* [STATED TASK]
Copy every line of the records below, requests included, and shift each bounding-box coordinate in the answers up by 116.
>> Start ENTRIES SHOWN
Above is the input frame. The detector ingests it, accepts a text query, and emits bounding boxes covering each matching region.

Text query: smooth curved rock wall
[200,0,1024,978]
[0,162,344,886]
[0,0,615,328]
>> End ENTRIES SHOWN
* [THE RESULT]
Above is the input frame. The detector ingests it, accepts a text query, and emits bounding boxes covering each matching region.

Text query: smooth curved rock wall
[316,116,1140,1094]
[116,278,460,1002]
[116,116,731,444]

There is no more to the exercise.